● EXERCISE
Exactly as shown below, retype every line of the data.
=== TASK MATERIAL ===
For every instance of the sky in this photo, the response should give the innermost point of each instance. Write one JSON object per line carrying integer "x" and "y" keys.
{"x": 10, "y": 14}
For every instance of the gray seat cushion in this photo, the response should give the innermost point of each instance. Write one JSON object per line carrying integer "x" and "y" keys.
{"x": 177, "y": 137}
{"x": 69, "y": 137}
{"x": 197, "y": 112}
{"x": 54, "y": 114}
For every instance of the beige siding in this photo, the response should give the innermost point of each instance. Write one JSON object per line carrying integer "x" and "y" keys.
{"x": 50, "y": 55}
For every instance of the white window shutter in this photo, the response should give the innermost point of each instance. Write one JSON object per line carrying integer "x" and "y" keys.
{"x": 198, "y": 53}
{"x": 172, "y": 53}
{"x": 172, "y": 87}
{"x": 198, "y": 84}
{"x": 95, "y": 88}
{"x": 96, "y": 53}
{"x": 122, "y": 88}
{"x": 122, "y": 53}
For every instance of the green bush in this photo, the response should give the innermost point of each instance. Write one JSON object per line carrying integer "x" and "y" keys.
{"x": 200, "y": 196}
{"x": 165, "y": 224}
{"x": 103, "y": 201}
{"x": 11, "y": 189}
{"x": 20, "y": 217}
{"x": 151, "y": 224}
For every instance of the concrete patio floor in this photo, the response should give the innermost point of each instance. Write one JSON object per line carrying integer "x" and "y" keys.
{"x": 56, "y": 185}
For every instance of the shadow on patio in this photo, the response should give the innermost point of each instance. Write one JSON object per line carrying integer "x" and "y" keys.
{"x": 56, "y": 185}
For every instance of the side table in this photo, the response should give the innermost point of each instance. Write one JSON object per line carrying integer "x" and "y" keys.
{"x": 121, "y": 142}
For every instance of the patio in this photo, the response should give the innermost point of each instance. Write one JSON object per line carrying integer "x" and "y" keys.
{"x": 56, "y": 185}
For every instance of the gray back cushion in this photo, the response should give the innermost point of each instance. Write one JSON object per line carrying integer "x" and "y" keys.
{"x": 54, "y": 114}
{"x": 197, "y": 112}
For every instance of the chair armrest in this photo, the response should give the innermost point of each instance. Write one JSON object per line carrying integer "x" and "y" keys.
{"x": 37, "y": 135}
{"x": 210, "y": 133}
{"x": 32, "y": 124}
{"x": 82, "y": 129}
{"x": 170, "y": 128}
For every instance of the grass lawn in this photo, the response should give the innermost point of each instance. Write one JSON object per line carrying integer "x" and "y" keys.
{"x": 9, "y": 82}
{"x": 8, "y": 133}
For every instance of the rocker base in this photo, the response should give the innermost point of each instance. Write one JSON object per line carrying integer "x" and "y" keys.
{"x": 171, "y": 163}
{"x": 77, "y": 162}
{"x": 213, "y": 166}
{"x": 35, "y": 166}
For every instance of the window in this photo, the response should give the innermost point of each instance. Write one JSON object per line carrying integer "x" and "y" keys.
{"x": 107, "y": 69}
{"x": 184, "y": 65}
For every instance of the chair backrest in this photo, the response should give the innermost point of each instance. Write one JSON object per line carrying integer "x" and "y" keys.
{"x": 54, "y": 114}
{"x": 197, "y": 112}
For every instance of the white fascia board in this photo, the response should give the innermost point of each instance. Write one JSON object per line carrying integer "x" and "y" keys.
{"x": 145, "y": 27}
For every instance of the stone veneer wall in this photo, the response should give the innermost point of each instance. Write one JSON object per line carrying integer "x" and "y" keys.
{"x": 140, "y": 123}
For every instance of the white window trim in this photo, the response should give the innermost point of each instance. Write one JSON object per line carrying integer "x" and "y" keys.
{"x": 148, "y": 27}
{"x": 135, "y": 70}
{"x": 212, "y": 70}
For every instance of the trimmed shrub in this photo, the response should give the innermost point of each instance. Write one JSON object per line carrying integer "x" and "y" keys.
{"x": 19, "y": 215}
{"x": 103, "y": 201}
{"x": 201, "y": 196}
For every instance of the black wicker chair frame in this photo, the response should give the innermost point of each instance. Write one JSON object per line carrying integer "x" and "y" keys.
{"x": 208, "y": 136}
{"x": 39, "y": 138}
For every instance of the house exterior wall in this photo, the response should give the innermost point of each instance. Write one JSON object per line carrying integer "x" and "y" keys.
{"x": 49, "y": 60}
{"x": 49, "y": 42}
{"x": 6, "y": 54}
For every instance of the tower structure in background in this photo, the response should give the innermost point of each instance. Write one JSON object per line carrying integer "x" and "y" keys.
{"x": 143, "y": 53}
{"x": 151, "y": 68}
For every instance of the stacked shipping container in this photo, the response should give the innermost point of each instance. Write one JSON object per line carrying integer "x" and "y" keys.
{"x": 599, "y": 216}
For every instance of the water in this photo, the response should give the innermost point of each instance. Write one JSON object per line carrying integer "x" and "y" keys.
===
● RESPONSE BELOW
For every instance of the sky in this photo, the response should give the innermost point of each instance. Write one JSON object per line carrying integer "x" and "y" keys.
{"x": 10, "y": 14}
For every instance of the gray seat cushion in this photo, the response should give the innermost point of each instance. Write one JSON object per line carrying integer "x" and "y" keys.
{"x": 177, "y": 137}
{"x": 69, "y": 137}
{"x": 197, "y": 112}
{"x": 54, "y": 114}
For every instance of the beige siding in this photo, the response should give the innermost point of each instance. Write one JSON object per line carrying integer "x" and "y" keys.
{"x": 50, "y": 55}
For every instance of the white window shutter in this photo, the response should give the innermost point of each instance. Write one JSON object per line carrying integer "x" and "y" keys.
{"x": 198, "y": 53}
{"x": 172, "y": 53}
{"x": 172, "y": 87}
{"x": 198, "y": 84}
{"x": 95, "y": 88}
{"x": 96, "y": 53}
{"x": 122, "y": 88}
{"x": 122, "y": 53}
For every instance of the green bush in this photo, the response should give the innermost point of each instance. Write one JSON object per line carrying integer "x" and "y" keys.
{"x": 200, "y": 196}
{"x": 165, "y": 224}
{"x": 103, "y": 201}
{"x": 11, "y": 189}
{"x": 20, "y": 217}
{"x": 151, "y": 224}
For every instance of the concrete patio floor in this photo, the response should give the innermost point of each instance. Write one JSON object per line carrying integer "x" and "y" keys.
{"x": 56, "y": 185}
For every instance of the shadow on patio in this photo, the response should give the innermost point of each instance. Write one JSON object per line carrying integer "x" and "y" keys.
{"x": 56, "y": 185}
For every instance of the side table in this photo, the response should give the innermost point of each instance. Write one JSON object per line carrying integer "x" and "y" keys.
{"x": 121, "y": 142}
For every instance of the patio in this photo, the response should give the innermost point of each instance. Write one JSON object per line carrying integer "x" and "y" keys.
{"x": 56, "y": 185}
For every instance of the gray back cushion in this photo, the response should give the innermost point of each instance. Write one JSON object per line carrying integer "x" and "y" keys.
{"x": 54, "y": 114}
{"x": 197, "y": 112}
For every instance of the chair armrest in this photo, the response should give the innermost point of each instance. Write one JSON object per line carrying integer "x" and "y" keys.
{"x": 37, "y": 135}
{"x": 210, "y": 133}
{"x": 32, "y": 124}
{"x": 82, "y": 129}
{"x": 170, "y": 128}
For every instance of the grass lawn in this photo, the response should give the innermost point of each instance. Write one JSON object per line carrying integer "x" and "y" keys.
{"x": 9, "y": 82}
{"x": 8, "y": 133}
For every instance of the rocker base in this photo, the response should give the innermost point of each instance. Write one JSON object per line carrying integer "x" and "y" keys.
{"x": 171, "y": 163}
{"x": 77, "y": 162}
{"x": 213, "y": 166}
{"x": 35, "y": 166}
For every instance of the window in this photo, the response should give the innermost point of each instance. Write one JSON object per line carrying integer "x" and "y" keys.
{"x": 107, "y": 69}
{"x": 184, "y": 65}
For every instance of the chair backrest in this photo, the response should give the innermost point of each instance. Write one JSON object per line carrying integer "x" and "y" keys.
{"x": 54, "y": 114}
{"x": 197, "y": 112}
For every instance of the white fascia board in this photo, the response should give the innermost point of each instance. Write one JSON object per line carrying integer "x" and "y" keys.
{"x": 145, "y": 27}
For every instance of the stone veneer wall in this photo, the response should give the innermost point of each instance. Write one JSON object per line carrying integer "x" and "y" keys.
{"x": 140, "y": 123}
For every instance of the white window trim in this photo, the response should give the innermost point of each instance. Write one JSON object per line carrying integer "x" and "y" keys.
{"x": 148, "y": 27}
{"x": 135, "y": 70}
{"x": 212, "y": 70}
For every instance of the trimmed shrub in this photo, the response should give the innermost point of each instance. Write one JSON object per line carrying integer "x" and "y" keys.
{"x": 19, "y": 215}
{"x": 103, "y": 201}
{"x": 201, "y": 196}
For every instance of the black wicker chair frame in this photo, the response should give the innermost point of each instance. Write one JSON object per line carrying integer "x" and "y" keys.
{"x": 208, "y": 136}
{"x": 39, "y": 138}
For every instance of the house exterior wall in this photo, the response should give the innermost point of each instance. Write one JSON object per line carrying integer "x" and "y" keys.
{"x": 49, "y": 60}
{"x": 49, "y": 42}
{"x": 6, "y": 54}
For every instance of the tower structure in background in this photo, the response should give the innermost point of each instance. Write one JSON object per line carrying integer "x" and "y" keys.
{"x": 143, "y": 53}
{"x": 151, "y": 68}
For every instance of the stacked shipping container in this photo, the response should give the innermost point of each instance. Write one JSON object per line carrying integer "x" and "y" keys.
{"x": 599, "y": 216}
For every instance of the water in this photo, the response should give the innermost point of each instance. Write one JSON object per line carrying integer "x" and "y" keys.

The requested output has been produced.